» **Short exercise 1**
Answer these questions from the passage on the euro crisis below, one line each:
(a) To what record low did the central bank cut its benchmark interest rates?
(b) What does a European treaty forbid the ECB from doing?
(c) What is the name of Germany's economy minister?
====== Source passage ======
The central bank has also cut its benchmark interest rates to a record low of 0.75 percent in the hope of kick-starting lending. Yet many economists question how much stimulus this provides as the rates are already very low — and no one wants to borrow anyway.

There has been speculation the ECB could eventually have to follow the Bank of England and the U.S. Federal Reserve and embark on a program of ‘‘quantitative easing’’ — buying up financial assets across the Eurozone to increase the supply of money. That could assist governments by driving down borrowing costs as well.

But so-called QE is fraught with potential legal trouble for the ECB — a European treaty forbids it from helping governments borrow.

In the case of Greece, the country is dependent on foreign bailout loans to pay its bills. A cutoff of aid over its inability to meet the loan conditions would leave it without any source of financing — and could push it to exit the euro so it can print its own money to cover its debts. Really?


Germany’s economy minister, Phillip Roesler, said the prospect of Greece leaving the euro was now so familiar it had ‘‘lost its horror’’ and that he was skeptical Athens would meet conditions for continuing rescue money.
======
» **Short exercise 2**
Transcribe the listing below word for word, starting with its first line and going on through the line that contains "point(16, 706)".
====== Data entries ======
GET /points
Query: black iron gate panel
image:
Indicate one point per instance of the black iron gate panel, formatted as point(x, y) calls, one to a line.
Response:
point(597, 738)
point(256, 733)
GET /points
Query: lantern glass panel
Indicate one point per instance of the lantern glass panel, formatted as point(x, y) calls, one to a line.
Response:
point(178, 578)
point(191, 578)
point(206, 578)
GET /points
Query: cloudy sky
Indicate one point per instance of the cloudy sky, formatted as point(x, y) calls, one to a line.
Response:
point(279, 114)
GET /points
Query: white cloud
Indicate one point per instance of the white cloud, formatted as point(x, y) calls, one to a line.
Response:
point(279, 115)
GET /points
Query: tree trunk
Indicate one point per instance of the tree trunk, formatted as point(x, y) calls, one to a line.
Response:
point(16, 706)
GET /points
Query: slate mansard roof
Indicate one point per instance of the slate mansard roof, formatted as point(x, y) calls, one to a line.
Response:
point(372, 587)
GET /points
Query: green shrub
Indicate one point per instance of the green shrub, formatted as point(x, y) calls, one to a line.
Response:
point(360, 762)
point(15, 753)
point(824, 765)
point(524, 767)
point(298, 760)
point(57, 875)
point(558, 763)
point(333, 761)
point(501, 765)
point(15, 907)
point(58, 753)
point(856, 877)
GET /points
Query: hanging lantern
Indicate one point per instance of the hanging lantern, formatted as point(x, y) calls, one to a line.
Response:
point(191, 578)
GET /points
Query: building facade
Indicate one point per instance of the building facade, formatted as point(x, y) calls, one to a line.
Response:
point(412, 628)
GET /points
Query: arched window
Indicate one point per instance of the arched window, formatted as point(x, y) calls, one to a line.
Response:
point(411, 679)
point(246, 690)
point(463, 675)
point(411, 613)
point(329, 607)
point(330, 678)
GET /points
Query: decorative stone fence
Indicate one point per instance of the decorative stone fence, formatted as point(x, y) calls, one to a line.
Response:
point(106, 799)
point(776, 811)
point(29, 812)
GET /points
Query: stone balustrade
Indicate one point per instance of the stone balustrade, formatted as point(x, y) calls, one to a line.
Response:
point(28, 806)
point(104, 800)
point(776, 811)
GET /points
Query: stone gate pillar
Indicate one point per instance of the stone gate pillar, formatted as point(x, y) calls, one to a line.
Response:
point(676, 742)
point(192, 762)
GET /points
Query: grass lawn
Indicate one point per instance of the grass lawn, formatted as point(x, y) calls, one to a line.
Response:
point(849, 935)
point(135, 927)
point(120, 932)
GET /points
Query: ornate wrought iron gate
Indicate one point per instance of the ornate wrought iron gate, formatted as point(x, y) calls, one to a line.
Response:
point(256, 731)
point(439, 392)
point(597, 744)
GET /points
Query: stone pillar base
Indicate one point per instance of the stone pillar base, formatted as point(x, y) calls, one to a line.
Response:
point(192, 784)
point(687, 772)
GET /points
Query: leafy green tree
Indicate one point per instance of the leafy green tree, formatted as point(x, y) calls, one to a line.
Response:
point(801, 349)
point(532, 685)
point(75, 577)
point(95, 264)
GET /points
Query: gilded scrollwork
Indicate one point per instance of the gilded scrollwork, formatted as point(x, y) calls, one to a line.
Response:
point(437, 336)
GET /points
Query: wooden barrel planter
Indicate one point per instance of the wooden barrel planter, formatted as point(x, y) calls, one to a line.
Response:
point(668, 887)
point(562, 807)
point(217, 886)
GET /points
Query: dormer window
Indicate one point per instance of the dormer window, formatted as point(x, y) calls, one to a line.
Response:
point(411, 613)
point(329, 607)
======
» **Complete response 1**
(a) 0.75 percent
(b) Helping governments borrow
(c) Phillip Roesler

» **Complete response 2**
GET /points
Query: black iron gate panel
image:
Indicate one point per instance of the black iron gate panel, formatted as point(x, y) calls, one to a line.
Response:
point(597, 738)
point(256, 733)
GET /points
Query: lantern glass panel
Indicate one point per instance of the lantern glass panel, formatted as point(x, y) calls, one to a line.
Response:
point(178, 578)
point(191, 578)
point(206, 578)
GET /points
Query: cloudy sky
Indicate one point per instance of the cloudy sky, formatted as point(x, y) calls, one to a line.
Response:
point(279, 114)
GET /points
Query: white cloud
Indicate one point per instance of the white cloud, formatted as point(x, y) calls, one to a line.
Response:
point(279, 115)
GET /points
Query: tree trunk
Indicate one point per instance of the tree trunk, formatted as point(x, y) calls, one to a line.
Response:
point(16, 706)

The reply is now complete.